• _TASKS_:
1 – Answer these from the page on Darby Hills:
(a) What organization did Hills and her husband co-found in 2010?
(b) Whose unexpired term did Hills fill on the Barrington Hills Village Board?
(c) By what name is Senate Bill 2895 known?
2 – From the page on Darby Hills, retype the part that opens with the words containing "Hills earned an" and closes with "arbitrator and mediator.".

• _PAGE EXCERPT_:
Member of the Illinois Senate from the 26th district
- Incumbent
- Assumed office February 28, 2025
- Preceded by: Dan McConchie

Personal details
- Party: Republican
- Spouse: Thomas Hills
- Children: 3
- Education: University of Iowa Chicago-Kent College of Law

= Darby Hills =

American politician and attorney

Darby A. Hills is an American attorney and politician serving as a member of the Illinois Senate from the 26th district. A Republican, she was appointed to the Senate in February 2025 to fill the vacancy created by the resignation of Dan McConchie.

==Early life and career==

Hills earned an undergraduate degree from the University of Iowa and a law degree from Chicago-Kent College of Law. She worked as an attorney and previously served as a prosecutor with the Cook County State's Attorney's Office, where her work included child welfare matters. She also worked as a labor and employment attorney at Jackson Lewis LLP and as an arbitrator and mediator.

In 2010, Hills and her husband, Thomas, co-founded Barrington Children's Charities, an organization that provides assistance to children and families in the Barrington area.

==Local government==

In January 2022, Hills was appointed to the Barrington Hills Village Board to fill the unexpired term of Trustee Debra Buettner. She served as a village trustee until her appointment to the Illinois Senate in 2025.

==Illinois Senate==

===Appointment===

Hills was selected in February 2025 to fill the Illinois Senate's 26th district seat following the resignation of Republican state Senator Dan McConchie.

Leaders representing the district selected Hills again on February 28, 2025. She took the oath of office that day and was subsequently sworn in as the senator for the 26th Legislative District.

===Legislative work===

Hills has sponsored legislation addressing child welfare, public safety, transportation, local government, property taxes and taxation during the 104th Illinois General Assembly.

====Child welfare and protection of minors====

Hills sponsored Senate Bill 2895, known as the Healing Through History Act, which would expand access for adoptive families to records concerning a child's history in foster care. The Illinois Senate unanimously passed the legislation in April 2026 before it moved to the Illinois House.

[Phrase grounding data]
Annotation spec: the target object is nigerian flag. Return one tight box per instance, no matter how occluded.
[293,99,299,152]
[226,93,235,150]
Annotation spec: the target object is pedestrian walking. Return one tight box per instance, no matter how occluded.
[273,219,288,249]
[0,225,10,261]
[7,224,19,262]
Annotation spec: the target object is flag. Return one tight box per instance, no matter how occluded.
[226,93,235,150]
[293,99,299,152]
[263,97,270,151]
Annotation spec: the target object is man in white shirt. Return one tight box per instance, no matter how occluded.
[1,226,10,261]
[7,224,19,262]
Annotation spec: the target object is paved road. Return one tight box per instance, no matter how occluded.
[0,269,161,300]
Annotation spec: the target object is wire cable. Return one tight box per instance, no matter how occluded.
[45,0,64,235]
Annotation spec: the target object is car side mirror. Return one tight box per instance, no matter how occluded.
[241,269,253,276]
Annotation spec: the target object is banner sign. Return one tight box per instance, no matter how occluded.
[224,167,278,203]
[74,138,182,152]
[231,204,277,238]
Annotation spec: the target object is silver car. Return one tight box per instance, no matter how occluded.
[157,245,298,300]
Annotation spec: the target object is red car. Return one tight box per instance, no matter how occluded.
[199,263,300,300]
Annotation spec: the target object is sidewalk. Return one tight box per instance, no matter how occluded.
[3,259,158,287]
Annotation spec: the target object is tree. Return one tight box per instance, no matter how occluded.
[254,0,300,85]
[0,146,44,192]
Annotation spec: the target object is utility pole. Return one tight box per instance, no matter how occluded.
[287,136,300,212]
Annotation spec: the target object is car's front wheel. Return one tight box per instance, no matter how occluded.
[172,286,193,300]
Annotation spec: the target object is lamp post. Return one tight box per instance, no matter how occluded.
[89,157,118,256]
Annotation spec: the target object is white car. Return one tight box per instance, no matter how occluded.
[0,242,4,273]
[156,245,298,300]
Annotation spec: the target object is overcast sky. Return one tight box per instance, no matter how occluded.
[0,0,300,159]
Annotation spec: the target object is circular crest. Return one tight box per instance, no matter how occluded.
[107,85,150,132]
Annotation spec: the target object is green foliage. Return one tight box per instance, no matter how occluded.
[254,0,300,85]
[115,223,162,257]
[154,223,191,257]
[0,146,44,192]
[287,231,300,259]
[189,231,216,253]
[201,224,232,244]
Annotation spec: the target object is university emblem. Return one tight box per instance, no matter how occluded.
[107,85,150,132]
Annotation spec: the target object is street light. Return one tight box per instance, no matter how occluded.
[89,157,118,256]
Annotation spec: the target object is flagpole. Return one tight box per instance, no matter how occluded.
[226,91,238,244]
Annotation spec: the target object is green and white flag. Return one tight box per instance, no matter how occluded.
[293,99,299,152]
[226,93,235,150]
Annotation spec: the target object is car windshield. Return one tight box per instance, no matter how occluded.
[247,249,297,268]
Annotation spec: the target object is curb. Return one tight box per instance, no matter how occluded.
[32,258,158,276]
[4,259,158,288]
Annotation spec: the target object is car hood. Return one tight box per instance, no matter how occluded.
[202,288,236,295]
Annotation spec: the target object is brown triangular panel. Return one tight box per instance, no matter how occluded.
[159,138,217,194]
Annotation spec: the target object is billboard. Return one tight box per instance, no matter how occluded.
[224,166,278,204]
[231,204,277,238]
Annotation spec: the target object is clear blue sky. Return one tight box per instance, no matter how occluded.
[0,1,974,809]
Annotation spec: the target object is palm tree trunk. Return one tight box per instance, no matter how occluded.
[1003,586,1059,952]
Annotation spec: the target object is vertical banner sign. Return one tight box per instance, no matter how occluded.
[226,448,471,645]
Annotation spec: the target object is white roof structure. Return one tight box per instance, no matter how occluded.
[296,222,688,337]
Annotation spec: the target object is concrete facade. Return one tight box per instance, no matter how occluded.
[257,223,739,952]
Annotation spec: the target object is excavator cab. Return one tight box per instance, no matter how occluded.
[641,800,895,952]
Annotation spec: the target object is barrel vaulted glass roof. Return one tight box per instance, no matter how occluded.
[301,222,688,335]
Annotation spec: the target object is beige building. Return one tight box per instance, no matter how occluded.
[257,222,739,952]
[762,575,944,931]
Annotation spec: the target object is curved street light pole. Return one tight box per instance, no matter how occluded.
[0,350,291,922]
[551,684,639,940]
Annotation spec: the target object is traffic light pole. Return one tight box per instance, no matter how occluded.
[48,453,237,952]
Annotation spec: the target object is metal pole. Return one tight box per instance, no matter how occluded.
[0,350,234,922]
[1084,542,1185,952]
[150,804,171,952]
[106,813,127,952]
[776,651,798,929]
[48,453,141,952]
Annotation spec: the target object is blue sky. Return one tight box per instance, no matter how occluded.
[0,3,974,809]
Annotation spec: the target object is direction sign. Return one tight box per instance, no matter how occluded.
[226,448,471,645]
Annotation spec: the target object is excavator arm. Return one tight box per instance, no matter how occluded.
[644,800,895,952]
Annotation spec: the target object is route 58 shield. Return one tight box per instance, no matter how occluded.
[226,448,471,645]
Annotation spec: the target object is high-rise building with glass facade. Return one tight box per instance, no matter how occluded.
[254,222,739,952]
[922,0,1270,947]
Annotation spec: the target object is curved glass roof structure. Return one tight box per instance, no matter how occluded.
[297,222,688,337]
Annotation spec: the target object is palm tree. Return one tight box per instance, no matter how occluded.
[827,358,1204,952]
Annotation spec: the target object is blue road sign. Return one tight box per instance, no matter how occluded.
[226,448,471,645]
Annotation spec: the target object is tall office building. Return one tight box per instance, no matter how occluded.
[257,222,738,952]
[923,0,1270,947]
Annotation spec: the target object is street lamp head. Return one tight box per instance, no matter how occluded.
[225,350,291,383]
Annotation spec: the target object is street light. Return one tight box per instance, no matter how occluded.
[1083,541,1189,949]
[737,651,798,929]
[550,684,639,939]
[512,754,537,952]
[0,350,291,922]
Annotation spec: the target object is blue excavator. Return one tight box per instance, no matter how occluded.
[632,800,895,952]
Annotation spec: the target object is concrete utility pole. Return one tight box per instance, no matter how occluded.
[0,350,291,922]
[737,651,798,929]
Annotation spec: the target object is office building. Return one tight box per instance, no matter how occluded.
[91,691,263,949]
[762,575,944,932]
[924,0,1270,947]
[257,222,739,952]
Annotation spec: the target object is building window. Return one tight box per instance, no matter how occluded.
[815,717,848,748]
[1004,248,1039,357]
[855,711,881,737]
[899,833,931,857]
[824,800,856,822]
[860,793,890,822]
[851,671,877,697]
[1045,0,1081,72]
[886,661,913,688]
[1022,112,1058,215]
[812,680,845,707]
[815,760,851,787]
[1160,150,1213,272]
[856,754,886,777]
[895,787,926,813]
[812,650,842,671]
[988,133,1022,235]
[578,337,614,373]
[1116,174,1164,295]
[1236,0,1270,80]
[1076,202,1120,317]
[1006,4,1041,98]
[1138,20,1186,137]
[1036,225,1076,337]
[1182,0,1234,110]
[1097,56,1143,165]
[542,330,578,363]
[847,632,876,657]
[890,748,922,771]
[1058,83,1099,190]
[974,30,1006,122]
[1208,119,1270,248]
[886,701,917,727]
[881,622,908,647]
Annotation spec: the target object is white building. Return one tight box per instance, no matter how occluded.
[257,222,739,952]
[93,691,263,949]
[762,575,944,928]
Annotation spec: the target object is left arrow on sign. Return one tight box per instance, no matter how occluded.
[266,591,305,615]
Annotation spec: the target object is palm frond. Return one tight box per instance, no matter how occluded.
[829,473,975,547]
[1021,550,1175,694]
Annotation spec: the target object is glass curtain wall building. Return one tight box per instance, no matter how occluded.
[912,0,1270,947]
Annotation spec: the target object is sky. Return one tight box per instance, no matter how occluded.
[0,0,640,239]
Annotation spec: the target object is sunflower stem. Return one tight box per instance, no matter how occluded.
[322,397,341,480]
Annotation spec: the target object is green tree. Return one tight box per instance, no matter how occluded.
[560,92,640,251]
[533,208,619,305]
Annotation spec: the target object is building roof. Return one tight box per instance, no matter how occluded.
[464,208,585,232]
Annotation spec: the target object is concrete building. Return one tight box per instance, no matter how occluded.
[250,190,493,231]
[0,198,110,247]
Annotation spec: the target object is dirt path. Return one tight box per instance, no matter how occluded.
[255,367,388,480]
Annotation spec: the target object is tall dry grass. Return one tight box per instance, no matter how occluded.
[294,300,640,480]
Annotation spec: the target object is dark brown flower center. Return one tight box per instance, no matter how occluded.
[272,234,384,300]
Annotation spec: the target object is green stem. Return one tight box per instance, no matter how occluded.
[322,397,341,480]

• _OUTPUTS BY TASK_:
1 –
(a) Barrington Children's Charities
(b) Trustee Debra Buettner's
(c) The Healing Through History Act

2 –
Hills earned an undergraduate degree from the University of Iowa and a law degree from Chicago-Kent College of Law. She worked as an attorney and previously served as a prosecutor with the Cook County State's Attorney's Office, where her work included child welfare matters. She also worked as a labor and employment attorney at Jackson Lewis LLP and as an arbitrator and mediator.